▸ **Problem**:
Could you write out each of the rows below character for character, without changing anything?

■ ■ ■

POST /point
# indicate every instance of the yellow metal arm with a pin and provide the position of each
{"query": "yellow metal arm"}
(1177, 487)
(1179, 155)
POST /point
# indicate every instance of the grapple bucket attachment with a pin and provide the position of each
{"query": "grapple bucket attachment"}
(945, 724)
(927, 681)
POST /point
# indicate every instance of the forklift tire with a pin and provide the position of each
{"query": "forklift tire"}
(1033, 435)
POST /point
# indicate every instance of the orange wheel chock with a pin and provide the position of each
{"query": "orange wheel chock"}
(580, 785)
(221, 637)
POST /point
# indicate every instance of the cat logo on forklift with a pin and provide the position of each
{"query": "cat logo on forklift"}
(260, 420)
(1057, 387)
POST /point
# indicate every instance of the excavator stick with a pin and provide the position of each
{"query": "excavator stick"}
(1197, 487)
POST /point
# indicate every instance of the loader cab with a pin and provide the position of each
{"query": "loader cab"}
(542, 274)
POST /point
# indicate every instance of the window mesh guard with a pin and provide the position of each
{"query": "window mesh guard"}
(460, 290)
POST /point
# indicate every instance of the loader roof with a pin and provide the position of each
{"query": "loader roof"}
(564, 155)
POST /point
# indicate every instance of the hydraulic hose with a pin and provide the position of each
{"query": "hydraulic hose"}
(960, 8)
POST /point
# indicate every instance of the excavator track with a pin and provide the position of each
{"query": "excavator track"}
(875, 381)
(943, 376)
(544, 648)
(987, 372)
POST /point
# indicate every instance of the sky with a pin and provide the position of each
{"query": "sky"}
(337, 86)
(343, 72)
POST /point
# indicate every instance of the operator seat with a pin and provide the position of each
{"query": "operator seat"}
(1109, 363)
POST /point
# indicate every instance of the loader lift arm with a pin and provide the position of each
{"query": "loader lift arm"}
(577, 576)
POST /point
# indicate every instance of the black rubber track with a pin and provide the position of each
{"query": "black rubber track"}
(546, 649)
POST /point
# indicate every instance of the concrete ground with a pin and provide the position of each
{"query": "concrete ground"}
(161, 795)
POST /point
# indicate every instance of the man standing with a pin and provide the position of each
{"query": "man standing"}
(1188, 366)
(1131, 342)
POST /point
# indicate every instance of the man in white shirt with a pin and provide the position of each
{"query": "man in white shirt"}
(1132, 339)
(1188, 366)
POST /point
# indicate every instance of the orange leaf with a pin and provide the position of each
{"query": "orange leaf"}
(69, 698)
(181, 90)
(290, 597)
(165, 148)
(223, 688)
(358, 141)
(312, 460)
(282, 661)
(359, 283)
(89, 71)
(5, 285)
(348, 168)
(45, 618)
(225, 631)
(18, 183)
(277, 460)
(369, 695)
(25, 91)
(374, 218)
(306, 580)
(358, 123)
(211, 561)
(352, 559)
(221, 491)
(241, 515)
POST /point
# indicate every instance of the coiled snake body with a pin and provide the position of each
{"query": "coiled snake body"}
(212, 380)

■ ■ ■

▸ **Problem solution**:
POST /point
# indicate every instance of the yellow metal arm with a pin and provide the position of each
{"query": "yellow metal arm"}
(1177, 487)
(1179, 155)
POST /point
# indicate every instance of the grapple bucket attachment with a pin and provide the position of each
{"query": "grapple bucket attachment"}
(945, 724)
(927, 681)
POST /point
# indicate every instance of the forklift tire with a pin and provide the position of each
{"query": "forklift tire"}
(1033, 435)
POST /point
# indicate every instance of the orange wheel chock with a pin and provide the position of each
{"query": "orange wheel chock"}
(580, 785)
(221, 637)
POST /point
# indicate every instance of the cat logo on forklift with a pin and provide the position of each
{"query": "cat logo on forklift"}
(260, 420)
(1057, 387)
POST /point
# indicate every instance of the excavator stick with a pin and provide the position of each
{"query": "excavator stick"}
(1197, 487)
POST /point
# indicate every instance of the loader cab with a pin and provide the position of each
{"query": "loader cab"}
(542, 274)
POST /point
# indicate every instance of the window mesh guard with a pin and provide the position of each
{"query": "window mesh guard"}
(460, 290)
POST /point
# indicate every instance of the loader roof with a pin and provide the position of each
{"query": "loader roof"}
(564, 155)
POST /point
# indicate every instance of the hydraulic hose with a pin and provide the position of each
{"query": "hydraulic hose"}
(960, 8)
POST /point
# indicate every instance of the excavator track with a pin and provide the position of each
{"query": "excavator track"}
(875, 381)
(943, 376)
(544, 648)
(987, 372)
POST /point
# indicate every instance of the sky with a pin and provide the position of each
{"query": "sky"}
(337, 86)
(343, 72)
POST /point
# indicate every instance of the operator seat with a pin and provide the position of each
{"query": "operator seat"}
(1109, 363)
POST /point
# indicate every instance of the loader lift arm with a pin and provide the position of each
{"query": "loader lift arm"}
(577, 576)
POST /point
# indicate every instance of the black rubber track with a pin and provide the position of each
{"query": "black rubber track"}
(546, 649)
POST /point
# indicate every instance of the concrete ground with a pin and provide the position of each
{"query": "concrete ground"}
(161, 795)
POST /point
# indicate every instance of the man standing with a pin and provide the position of each
{"query": "man standing"}
(1188, 366)
(1131, 342)
POST /point
# indicate every instance of the man in white shirt with a pin and provide the position of each
{"query": "man in white shirt"}
(1132, 339)
(1188, 366)
POST /point
# indicate every instance of the orange leaf with a pin and provide the position of each
{"query": "orange leaf"}
(69, 698)
(181, 90)
(290, 597)
(165, 148)
(223, 688)
(358, 141)
(312, 460)
(282, 661)
(359, 283)
(89, 71)
(5, 285)
(348, 168)
(45, 618)
(225, 631)
(18, 183)
(277, 460)
(369, 695)
(25, 91)
(374, 218)
(306, 580)
(358, 123)
(211, 561)
(352, 559)
(221, 491)
(241, 515)
POST /point
# indicate every instance of the coiled snake body with a pin and provide the position of each
{"query": "coiled snake body"}
(212, 380)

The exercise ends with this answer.